▸ WORK REQUIRED
Using the listing, copy each whole line that features "rough".

▸ THE INPUT
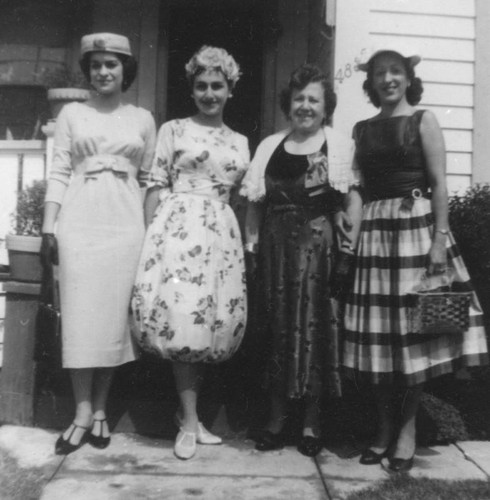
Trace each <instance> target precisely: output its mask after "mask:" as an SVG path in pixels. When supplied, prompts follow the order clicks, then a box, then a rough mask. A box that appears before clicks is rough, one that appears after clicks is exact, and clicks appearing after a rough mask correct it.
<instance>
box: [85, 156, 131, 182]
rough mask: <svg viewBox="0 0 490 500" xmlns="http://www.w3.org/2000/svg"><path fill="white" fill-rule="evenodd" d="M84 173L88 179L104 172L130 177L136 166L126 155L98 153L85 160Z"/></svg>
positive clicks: (92, 178) (94, 176)
mask: <svg viewBox="0 0 490 500" xmlns="http://www.w3.org/2000/svg"><path fill="white" fill-rule="evenodd" d="M83 166H84V169H83V170H84V175H85V178H86V179H95V178H97V176H98V175H99V174H101V173H102V172H107V171H110V172H113V173H114V174H116V175H118V176H120V177H128V175H129V173H130V172H131V171H132V170H135V168H134V167H133V166H132V165H131V162H130V161H129V160H128V159H127V158H126V157H124V156H116V155H97V156H88V157H87V158H86V159H85V161H84V162H83Z"/></svg>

▸ ANSWER BOX
Trace each <instance> target precisely: output its mask after "mask:" as an SVG path in pixels. When supplied, prompts follow the order clicks, then a box, then a rough mask. A box that appears before clicks is rough, one that appears after clicks is exact, and clicks appearing after a rough mask correct it.
rough mask: <svg viewBox="0 0 490 500" xmlns="http://www.w3.org/2000/svg"><path fill="white" fill-rule="evenodd" d="M84 173L88 179L104 172L130 177L136 166L126 155L98 153L85 160Z"/></svg>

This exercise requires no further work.